* To do: Take the line that contains "Task: point out the cat's head, one" as the first line and the final line of the records as the last; return exactly those lines and the lines between.

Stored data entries

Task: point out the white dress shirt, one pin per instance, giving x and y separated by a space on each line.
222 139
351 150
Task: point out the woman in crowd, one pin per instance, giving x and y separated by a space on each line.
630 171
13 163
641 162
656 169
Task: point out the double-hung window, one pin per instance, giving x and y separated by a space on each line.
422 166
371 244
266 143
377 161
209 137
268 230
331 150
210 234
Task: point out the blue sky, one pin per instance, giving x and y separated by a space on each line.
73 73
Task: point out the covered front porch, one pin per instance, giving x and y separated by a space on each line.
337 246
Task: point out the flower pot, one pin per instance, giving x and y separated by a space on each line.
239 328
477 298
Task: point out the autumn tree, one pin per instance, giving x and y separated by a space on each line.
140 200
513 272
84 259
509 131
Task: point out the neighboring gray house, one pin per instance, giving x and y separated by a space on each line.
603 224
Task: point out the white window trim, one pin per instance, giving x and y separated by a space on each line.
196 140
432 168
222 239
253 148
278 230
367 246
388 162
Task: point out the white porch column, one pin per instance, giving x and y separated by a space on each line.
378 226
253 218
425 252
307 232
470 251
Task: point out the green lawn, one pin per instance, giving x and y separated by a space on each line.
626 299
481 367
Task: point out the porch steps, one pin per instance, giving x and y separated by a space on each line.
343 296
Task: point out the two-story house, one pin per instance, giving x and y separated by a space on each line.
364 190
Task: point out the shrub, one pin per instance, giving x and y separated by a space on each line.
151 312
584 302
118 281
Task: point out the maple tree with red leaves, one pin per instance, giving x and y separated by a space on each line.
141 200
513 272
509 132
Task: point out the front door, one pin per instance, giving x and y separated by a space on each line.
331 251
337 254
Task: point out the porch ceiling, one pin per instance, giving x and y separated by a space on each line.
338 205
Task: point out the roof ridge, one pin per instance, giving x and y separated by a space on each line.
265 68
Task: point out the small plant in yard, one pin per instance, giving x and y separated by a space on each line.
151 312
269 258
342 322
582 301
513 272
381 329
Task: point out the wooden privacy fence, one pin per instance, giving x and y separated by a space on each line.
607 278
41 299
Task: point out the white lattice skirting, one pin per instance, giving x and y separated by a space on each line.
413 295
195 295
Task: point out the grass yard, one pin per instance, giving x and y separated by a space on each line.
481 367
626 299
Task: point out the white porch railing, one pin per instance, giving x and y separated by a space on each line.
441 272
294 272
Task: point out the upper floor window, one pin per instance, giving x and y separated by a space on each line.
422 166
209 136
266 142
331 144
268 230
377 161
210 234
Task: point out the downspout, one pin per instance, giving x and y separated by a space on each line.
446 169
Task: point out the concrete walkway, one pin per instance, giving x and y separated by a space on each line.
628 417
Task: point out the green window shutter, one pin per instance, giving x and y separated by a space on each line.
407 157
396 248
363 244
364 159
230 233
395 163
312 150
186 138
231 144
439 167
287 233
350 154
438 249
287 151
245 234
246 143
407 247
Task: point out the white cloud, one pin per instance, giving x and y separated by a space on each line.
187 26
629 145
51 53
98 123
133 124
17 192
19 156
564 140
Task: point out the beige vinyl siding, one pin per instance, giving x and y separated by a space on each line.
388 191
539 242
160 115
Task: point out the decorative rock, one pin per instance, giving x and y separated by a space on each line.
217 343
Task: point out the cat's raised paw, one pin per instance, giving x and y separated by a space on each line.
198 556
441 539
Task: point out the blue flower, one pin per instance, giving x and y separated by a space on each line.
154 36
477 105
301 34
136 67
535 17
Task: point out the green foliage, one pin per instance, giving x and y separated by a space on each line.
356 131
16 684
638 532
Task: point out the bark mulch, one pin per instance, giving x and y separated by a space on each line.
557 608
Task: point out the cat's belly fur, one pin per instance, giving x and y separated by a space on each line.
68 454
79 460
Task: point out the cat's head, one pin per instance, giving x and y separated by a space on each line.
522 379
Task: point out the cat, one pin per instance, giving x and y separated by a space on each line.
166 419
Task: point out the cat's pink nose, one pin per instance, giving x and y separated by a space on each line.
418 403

* Solution to the exercise:
Task: point out the cat's head, one pin per instance, giving x and y separated by a space on each line.
522 379
Task: point out the cat, one pin per instance, giving x and y separated by a space on each line.
166 419
Task: point out the cat's pink nose, one pin per instance, giving x and y separated by a space on each line.
418 403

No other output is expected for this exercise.